Requests:
A – In the page on chemistry notation in LaTeX below, which package provides the chemistry notation?
B – Carry on the page on chemistry notation in LaTeX below, starting right after its last line.

Sample Course

Chemistry Notation Latex

Apr 5, 2021

Table of Contents!

We also have chemistry notation via mhchem for writing various chemical equations. A full illustration of the various types of equations you can make are given in this page. Read it if you are stuck or need more references for the types of things you want to write. We’ll be going over the basics to writing chemistry equations.

Note: diagrams like chemical bonds and molecules (e.g. benzine rings) are not possible to make, but rendering them in latex, saving them as a picture and putting it in your page as one via ![..](..) can also work.

The basics

To write any chemical equation (reactions, isotopes, formulas ($\ce{H2O}$)) always use two dollar signs to indicate you want to write using latex inline $..$ or have 4 dollar signs for display math, one on top and one on bottom:

$$
.. % put that cool equation here!!

Given data:
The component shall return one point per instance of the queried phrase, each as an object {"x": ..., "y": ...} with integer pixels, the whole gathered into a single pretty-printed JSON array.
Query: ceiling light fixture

Answer list:
A – mhchem

B –
$$

The part with the .. is where you can put the latex code for the chemical equation. For a chemical equation, use the \ce{..} macro to indicate you want to write one. Many chemical formulas come with subscripts and superscripts and are detected for you so for a formula you just have to write the atomic formula and number of them in the chemical formula, for example writing water we type out $\ce{H2O}$ to have $\ce{H2O}$. And to write $\ce{Sb2O3}$ we just type $\ce{Sb2O3}$. In display math this would look like

\[\ce{Sb2O3}\]

and we had to write

$$
\ce{Sb2O3}
$$

to have it render. Display math gives your formula it’s own line if it’s complex or something really large for viewing.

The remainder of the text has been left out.